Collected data
↓
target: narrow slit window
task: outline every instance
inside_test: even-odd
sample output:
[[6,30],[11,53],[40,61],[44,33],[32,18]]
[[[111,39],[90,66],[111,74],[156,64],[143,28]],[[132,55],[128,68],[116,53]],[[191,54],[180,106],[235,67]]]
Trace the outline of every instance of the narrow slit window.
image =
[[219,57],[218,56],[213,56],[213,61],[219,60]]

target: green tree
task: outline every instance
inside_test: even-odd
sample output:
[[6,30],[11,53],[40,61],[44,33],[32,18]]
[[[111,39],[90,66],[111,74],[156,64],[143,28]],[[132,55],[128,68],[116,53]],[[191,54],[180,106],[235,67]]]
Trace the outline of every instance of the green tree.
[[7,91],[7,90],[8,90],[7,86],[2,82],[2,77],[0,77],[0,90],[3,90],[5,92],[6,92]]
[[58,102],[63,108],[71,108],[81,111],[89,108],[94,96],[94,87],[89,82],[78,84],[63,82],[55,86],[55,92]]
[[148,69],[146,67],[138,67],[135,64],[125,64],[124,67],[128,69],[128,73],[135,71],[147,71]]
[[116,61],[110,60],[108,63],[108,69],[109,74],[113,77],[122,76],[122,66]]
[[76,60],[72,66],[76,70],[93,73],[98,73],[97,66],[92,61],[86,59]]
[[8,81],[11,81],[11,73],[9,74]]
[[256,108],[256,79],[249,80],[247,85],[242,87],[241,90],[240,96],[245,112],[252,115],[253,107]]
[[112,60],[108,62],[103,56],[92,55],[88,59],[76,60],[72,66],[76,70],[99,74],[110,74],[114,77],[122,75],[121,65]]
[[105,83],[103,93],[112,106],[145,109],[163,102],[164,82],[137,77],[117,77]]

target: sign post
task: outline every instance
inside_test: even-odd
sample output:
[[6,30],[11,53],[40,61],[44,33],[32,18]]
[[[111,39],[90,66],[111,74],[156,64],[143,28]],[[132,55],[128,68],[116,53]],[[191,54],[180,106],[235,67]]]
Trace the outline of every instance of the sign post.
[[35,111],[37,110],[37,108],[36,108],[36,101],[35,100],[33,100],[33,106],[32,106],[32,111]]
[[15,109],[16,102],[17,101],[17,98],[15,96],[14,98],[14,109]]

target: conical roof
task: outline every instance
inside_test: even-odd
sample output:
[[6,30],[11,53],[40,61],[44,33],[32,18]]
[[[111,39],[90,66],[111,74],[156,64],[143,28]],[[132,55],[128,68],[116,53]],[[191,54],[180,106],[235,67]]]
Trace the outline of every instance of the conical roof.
↑
# Directions
Rewrite the records with "outline every instance" replaced by "segment every instance" everywhere it appears, leaving everything else unchanged.

# Complete answer
target: narrow slit window
task: segment every instance
inside_test: even-odd
sample output:
[[6,30],[11,53],[40,61],[44,33],[32,18]]
[[[111,39],[90,66],[111,74],[156,64],[143,28]],[[132,55],[128,68],[116,53]],[[191,54],[180,106],[235,67]]]
Trace the outline of every instance of the narrow slit window.
image =
[[219,57],[218,56],[213,56],[213,61],[219,60]]

target: green tree
task: segment every instance
inside_test: even-odd
sample output:
[[6,30],[11,53],[40,61],[44,33],[32,18]]
[[[111,39],[90,66],[111,74],[156,64],[143,28]],[[132,55],[128,68],[116,53]],[[191,54],[180,106],[235,67]]]
Trace the outline of every instance of the green tree.
[[7,91],[7,90],[8,90],[7,86],[2,82],[2,77],[0,77],[0,90],[3,90],[5,92],[6,92]]
[[58,102],[63,108],[71,108],[81,111],[89,108],[94,96],[94,87],[89,82],[78,84],[63,82],[55,86],[55,92]]
[[148,69],[146,67],[138,67],[135,64],[125,64],[124,67],[128,69],[128,73],[135,71],[147,71]]
[[116,61],[110,60],[108,63],[108,69],[109,74],[113,77],[122,76],[122,66]]
[[76,60],[72,66],[76,70],[93,73],[98,73],[97,66],[92,61],[86,59]]
[[8,81],[11,81],[11,73],[9,74]]
[[256,108],[256,79],[249,80],[247,85],[242,87],[241,90],[240,96],[245,112],[252,115],[253,107]]
[[112,60],[108,62],[103,56],[92,55],[88,59],[76,60],[72,66],[76,70],[99,74],[110,74],[114,77],[122,75],[121,65]]
[[105,83],[103,93],[112,106],[145,109],[163,102],[164,82],[137,77],[117,77]]

target: sign post
task: segment every instance
inside_test: even-odd
sample output:
[[6,30],[11,53],[40,61],[44,33],[32,18]]
[[[111,39],[90,66],[111,74],[156,64],[143,28]],[[132,55],[128,68],[116,53]],[[191,54],[180,106],[235,67]]]
Trace the outline of every instance of the sign post.
[[35,111],[37,110],[37,108],[36,108],[36,101],[35,100],[33,100],[33,106],[32,106],[32,111]]
[[15,109],[16,102],[17,101],[17,98],[15,96],[14,98],[14,109]]

target: conical roof
task: segment every instance
inside_test: even-odd
sample output:
[[6,30],[11,53],[40,61],[44,33],[32,18]]
[[[111,39],[90,66],[111,74],[156,64],[143,28]],[[132,55],[128,68],[116,53]],[[191,54],[180,106],[235,67]]]
Trace the outline of every instance of the conical roof.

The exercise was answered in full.